The challenge for parents is to support the interests of each. Schedules and the logistics that come with busy family life can make doing this complicated, and often results in a scenario where parents say, “It’s too hard”. The result is that all children end up playing soccer or netball as one child is good at it.
While it’s a tempting solution, Professor Sanders says this is often a mistake.
“There are some advantages in collective family involvement in an activity that’s enjoyed by all, but the principle is to tune into what your children like to do and try to create opportunities for them to participate in that,” Professor Sanders says.
Supporting children’s self esteem
The key to supporting all children’s self esteem regardless of their level of ability at the activity in question is to provide encouragement and feedback regardless of capability.
“Parents should be looking for gradual improvements in their capacity. It’s not a comparison situation where kids are competing against each other: instead children are always being benchmarked against their own prior performance and effort,” Professor Sanders says.
An excellent way to support this type of family environment is to use one dinnertime a week as a chance to support each other’s achievements and interests.
Take turns going around the table, allowing children the opportunity to each share one thing that was special or fun for them during the week.
“That’s a great context as children are getting used to sharing information about what they do with an interested audience. That audience is practising the skills of simply listening or asking an interested question,” Professor Sanders says.
While this exercise is good for those developing new abilities, it also helps the children who have lots of achievements under their belt practise simply talking about one accomplishment in a way that’s not bragging.
“That’s an important social skill,” Professor Sanders says.
For older siblings, when it’s the turn of their younger brother or sister to share, their job is to simply listen and not pass judgement.
“It’s about giving all kids fair air time,” he says.
In order to discourage an environment where sibling rivalry pervades, this type of technique is just as important to use in challenging times.
“You can have weeks that aren’t always plain sailing. Challenges and difficulties are okay too. You want to create a sense that as family members our job is to support each other, not to compare or gloat,” Professor Sanders says.
Ultimately, parents need to keep coming back to what is unique and special about each of their children, regardless of their abilities, personality or interest.
“Yes, they will likely share some things in common, which means there are things you can all share as a family. But it’s inevitable that some children will be much better than others at some things. That’s perfectly acceptable and normal,” Professor Sanders.
Rewards usually follow if the family’s focus is on developing skills rather than getting to an ‘end goal’.
“It means children will always have a sense of satisfaction that they are getting better at doing things. Even if they are coming in the second half of the field in a race, they’ll understand that’s worthy of celebration and note,” Professor Sanders says.
Top tips for parenting your children as individuals
- Remember that each child is an individual. They may have different interests or abilities to their siblings and should be encouraged for this.
- Whatever your children are interested in, focus your praise on gradual improvement and effort rather than outcomes.
- Find a way to get the whole family involved in supporting each other’s interests.
- Dinner times are an excellent opportunity to give everyone in the family an opportunity to share something exciting or noteworthy. Ensure everyone gets equal airtime and teach older children that their role is to simply listen when siblings are talking.
------------------------------------------------
● To do: In the passage on parenting children as individuals, what is one dinnertime a week recommended for?

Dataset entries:
------------------------------------------------
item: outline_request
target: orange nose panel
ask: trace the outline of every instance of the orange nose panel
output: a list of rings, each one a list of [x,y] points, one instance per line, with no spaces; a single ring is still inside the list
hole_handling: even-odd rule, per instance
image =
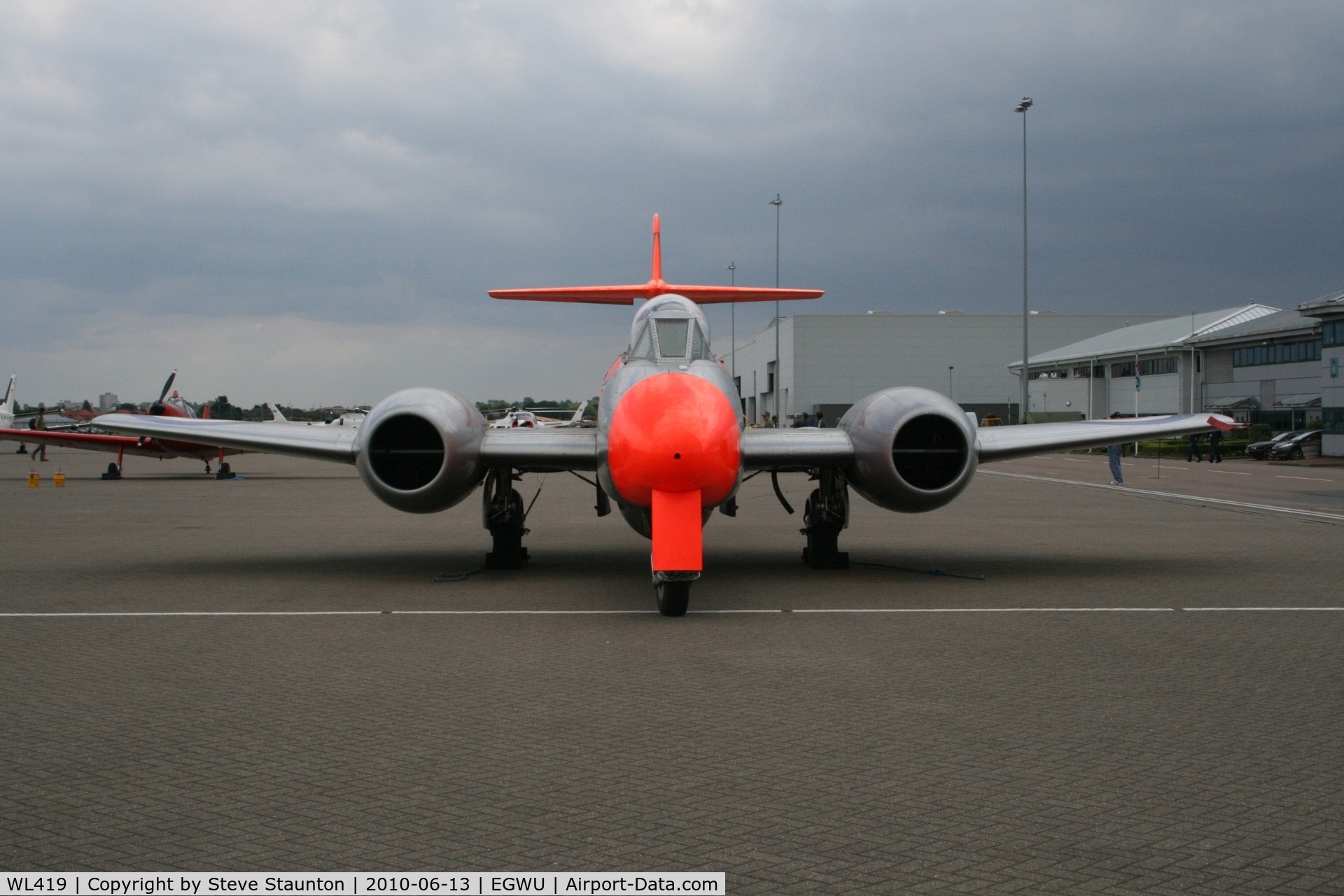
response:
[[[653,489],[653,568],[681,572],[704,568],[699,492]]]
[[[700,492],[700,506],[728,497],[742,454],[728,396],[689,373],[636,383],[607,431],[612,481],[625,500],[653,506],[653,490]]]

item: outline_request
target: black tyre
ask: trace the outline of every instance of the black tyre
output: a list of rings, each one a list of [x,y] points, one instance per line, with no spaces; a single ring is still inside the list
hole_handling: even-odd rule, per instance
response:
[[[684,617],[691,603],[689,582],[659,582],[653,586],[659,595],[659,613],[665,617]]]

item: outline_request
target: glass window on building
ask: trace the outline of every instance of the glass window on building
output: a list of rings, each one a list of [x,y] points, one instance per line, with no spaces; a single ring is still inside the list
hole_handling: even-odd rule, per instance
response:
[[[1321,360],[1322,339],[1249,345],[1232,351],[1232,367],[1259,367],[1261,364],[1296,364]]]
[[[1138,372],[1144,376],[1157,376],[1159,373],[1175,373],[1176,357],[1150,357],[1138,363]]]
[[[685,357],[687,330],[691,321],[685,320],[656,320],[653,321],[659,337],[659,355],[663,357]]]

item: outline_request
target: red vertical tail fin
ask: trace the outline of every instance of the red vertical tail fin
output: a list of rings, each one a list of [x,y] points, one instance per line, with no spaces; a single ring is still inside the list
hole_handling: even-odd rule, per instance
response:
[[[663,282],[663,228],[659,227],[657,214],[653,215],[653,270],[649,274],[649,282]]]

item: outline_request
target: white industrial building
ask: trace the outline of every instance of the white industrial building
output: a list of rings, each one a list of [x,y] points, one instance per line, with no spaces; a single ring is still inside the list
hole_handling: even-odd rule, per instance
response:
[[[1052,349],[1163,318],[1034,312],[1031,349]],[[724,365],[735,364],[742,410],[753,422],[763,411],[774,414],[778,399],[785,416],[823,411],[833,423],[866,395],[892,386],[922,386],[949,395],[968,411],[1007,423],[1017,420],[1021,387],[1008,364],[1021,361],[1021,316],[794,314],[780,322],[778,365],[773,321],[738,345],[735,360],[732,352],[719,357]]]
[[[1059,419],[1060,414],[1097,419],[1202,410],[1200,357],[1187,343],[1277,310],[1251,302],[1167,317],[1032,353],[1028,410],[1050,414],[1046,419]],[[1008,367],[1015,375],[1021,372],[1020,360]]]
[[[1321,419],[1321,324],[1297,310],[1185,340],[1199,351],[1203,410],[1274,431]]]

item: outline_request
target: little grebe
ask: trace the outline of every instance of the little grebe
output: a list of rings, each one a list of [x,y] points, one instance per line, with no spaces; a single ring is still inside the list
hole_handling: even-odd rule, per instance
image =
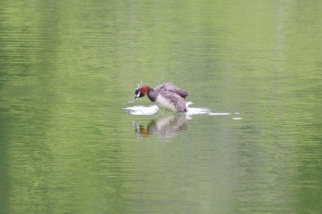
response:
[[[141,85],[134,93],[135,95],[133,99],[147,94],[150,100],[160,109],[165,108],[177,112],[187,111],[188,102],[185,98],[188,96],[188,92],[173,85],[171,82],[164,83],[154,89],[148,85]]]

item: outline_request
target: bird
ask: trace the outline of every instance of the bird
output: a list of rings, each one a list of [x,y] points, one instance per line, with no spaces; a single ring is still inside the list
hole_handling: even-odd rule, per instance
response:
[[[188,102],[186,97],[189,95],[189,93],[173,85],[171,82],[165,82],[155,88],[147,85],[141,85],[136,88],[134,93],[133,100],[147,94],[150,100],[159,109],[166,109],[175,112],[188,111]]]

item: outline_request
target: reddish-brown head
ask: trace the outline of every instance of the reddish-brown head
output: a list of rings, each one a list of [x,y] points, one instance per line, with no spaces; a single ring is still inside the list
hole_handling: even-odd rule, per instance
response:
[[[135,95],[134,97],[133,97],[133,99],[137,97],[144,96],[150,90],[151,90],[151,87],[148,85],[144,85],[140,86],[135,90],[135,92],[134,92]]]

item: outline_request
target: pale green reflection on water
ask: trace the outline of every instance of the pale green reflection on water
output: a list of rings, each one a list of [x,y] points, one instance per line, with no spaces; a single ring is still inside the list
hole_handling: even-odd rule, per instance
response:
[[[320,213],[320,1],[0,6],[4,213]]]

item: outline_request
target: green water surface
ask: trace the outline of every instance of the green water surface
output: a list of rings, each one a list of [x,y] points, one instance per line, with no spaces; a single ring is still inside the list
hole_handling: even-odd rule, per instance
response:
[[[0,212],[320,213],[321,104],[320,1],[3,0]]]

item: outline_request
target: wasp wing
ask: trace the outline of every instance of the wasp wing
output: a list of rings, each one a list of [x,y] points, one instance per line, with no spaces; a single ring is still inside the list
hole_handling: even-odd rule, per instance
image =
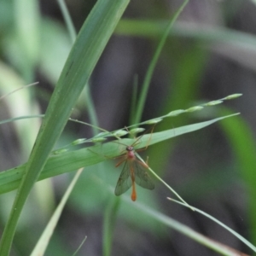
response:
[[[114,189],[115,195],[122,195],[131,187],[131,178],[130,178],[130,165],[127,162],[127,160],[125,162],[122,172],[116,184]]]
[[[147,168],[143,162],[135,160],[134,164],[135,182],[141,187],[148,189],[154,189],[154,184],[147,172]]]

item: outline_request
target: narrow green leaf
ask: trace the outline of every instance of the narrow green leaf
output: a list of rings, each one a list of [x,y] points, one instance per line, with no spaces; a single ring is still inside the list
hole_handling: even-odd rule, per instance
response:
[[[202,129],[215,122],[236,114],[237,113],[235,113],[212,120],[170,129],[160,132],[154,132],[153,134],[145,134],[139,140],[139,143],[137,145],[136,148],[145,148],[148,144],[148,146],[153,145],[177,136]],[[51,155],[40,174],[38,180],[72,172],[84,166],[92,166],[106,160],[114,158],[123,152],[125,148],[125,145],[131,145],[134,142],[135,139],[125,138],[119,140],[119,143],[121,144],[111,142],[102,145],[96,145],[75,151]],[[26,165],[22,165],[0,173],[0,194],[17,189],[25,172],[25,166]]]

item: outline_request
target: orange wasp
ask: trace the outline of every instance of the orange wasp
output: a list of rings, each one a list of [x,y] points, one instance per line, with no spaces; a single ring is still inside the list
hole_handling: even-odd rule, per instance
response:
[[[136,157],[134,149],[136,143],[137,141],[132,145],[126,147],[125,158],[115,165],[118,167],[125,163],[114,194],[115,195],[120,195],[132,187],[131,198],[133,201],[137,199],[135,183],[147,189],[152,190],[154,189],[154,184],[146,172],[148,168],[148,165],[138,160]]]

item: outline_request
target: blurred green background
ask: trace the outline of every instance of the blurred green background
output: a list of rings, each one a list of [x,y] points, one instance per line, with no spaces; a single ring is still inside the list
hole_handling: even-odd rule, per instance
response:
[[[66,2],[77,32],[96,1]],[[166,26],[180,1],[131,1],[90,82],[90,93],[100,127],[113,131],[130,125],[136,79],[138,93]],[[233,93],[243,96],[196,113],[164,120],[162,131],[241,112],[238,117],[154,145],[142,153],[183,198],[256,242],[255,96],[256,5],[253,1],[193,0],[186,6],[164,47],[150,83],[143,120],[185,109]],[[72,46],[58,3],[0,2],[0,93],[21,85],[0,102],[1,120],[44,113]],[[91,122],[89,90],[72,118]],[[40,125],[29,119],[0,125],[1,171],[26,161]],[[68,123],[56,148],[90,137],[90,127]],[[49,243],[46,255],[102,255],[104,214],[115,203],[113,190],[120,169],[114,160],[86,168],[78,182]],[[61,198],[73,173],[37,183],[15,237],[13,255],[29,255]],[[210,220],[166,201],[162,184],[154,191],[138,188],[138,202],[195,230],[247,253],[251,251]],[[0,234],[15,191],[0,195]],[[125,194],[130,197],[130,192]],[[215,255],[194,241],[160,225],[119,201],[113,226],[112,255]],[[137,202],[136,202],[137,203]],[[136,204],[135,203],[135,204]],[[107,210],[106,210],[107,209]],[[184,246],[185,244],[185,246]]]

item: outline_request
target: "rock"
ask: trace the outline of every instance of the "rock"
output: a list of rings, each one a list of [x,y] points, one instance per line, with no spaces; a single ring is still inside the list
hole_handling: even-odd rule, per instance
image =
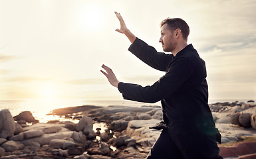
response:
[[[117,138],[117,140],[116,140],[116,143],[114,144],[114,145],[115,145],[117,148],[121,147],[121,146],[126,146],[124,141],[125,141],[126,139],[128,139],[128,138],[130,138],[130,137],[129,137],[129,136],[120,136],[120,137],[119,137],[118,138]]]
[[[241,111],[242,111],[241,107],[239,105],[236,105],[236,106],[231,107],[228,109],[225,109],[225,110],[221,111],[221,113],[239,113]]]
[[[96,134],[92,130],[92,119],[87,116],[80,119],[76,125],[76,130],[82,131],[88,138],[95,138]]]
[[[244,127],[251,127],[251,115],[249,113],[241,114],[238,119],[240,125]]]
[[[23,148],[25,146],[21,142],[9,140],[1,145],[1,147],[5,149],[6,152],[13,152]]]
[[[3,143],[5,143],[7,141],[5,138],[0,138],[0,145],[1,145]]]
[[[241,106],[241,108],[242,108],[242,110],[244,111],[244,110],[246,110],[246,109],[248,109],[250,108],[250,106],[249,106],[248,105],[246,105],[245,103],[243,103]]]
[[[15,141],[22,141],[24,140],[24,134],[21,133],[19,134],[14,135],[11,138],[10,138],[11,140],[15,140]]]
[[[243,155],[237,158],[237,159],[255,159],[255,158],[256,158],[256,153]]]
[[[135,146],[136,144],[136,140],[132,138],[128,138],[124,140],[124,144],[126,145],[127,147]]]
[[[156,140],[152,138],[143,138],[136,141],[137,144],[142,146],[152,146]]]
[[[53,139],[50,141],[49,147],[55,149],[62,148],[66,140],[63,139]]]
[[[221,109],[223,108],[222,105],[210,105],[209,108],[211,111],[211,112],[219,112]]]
------------------------------------------------
● Task response: It is a chance for the family to support each other's achievements and interests.